Task details -
Look through the listing below for lines containing the word "bird". State only their number.

:::

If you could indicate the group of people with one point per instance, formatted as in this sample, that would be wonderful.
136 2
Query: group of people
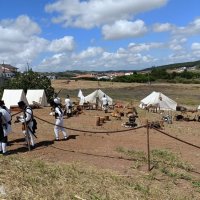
29 123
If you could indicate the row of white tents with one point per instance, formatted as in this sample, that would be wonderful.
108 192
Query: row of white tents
11 97
155 98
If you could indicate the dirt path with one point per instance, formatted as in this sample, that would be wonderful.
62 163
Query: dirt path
100 149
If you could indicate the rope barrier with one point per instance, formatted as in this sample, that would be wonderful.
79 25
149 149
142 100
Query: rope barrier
117 131
16 113
87 131
177 138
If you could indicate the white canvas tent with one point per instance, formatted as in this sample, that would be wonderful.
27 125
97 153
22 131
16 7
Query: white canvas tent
157 98
92 98
11 97
38 96
80 94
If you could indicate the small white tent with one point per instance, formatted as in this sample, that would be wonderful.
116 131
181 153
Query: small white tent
157 98
11 97
92 98
38 96
80 94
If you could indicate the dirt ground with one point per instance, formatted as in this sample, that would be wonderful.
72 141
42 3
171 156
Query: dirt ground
99 149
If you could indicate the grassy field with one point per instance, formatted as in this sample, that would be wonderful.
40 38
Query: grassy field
36 179
183 94
26 177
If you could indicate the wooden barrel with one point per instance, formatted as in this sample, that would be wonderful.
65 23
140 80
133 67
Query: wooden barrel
107 117
97 121
102 120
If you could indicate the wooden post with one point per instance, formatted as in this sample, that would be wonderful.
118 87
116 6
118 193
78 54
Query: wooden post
148 146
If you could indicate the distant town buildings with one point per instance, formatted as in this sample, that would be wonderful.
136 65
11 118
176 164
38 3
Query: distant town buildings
7 70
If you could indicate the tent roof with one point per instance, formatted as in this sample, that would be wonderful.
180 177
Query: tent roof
36 95
91 98
11 97
80 94
164 102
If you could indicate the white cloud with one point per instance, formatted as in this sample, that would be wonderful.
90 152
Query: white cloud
91 13
195 46
162 27
136 48
20 42
124 29
192 29
90 52
96 58
63 44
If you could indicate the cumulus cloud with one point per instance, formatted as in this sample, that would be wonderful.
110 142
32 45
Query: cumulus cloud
90 52
20 42
162 27
91 13
97 58
66 43
124 29
195 46
191 29
144 46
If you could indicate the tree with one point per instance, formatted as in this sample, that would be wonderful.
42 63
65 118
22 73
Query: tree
32 80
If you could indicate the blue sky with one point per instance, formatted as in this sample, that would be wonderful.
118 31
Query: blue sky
60 35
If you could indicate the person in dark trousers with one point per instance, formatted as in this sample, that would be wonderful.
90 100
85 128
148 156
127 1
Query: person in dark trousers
27 120
59 120
5 127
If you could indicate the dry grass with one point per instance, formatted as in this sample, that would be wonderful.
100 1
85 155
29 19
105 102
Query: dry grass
49 173
35 179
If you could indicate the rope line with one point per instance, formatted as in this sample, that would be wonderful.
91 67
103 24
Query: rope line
183 141
87 131
117 131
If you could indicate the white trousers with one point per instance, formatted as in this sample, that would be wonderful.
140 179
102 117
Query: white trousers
3 147
59 127
31 137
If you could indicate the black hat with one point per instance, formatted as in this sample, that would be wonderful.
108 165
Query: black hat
2 102
21 104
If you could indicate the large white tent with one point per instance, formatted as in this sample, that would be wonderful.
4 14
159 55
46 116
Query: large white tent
94 96
158 98
80 94
38 96
11 97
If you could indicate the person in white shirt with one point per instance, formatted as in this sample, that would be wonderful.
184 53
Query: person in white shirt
5 127
59 120
27 120
68 106
105 103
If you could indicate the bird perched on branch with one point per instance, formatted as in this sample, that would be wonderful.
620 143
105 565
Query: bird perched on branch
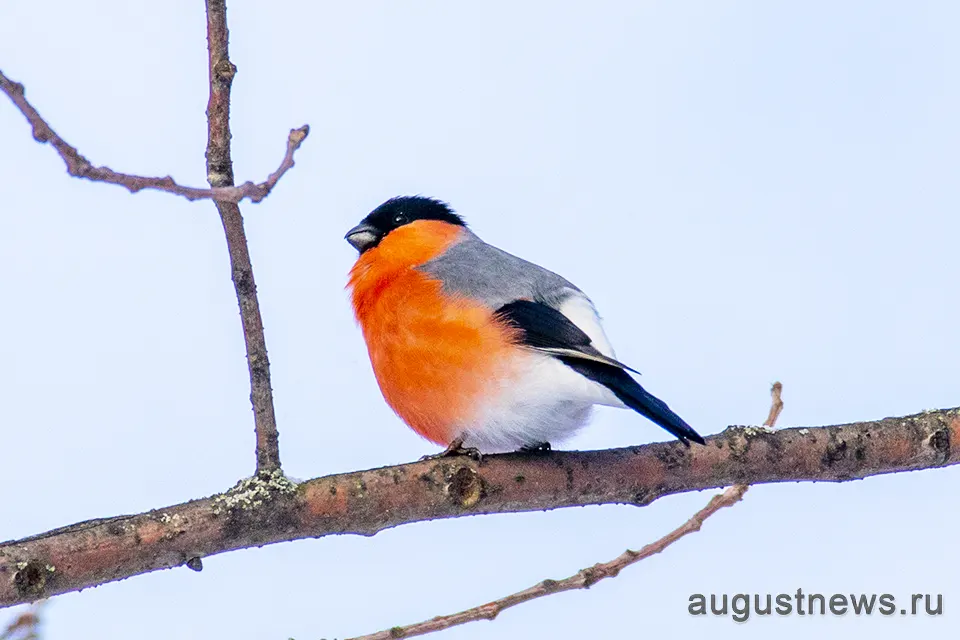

:::

Your response -
2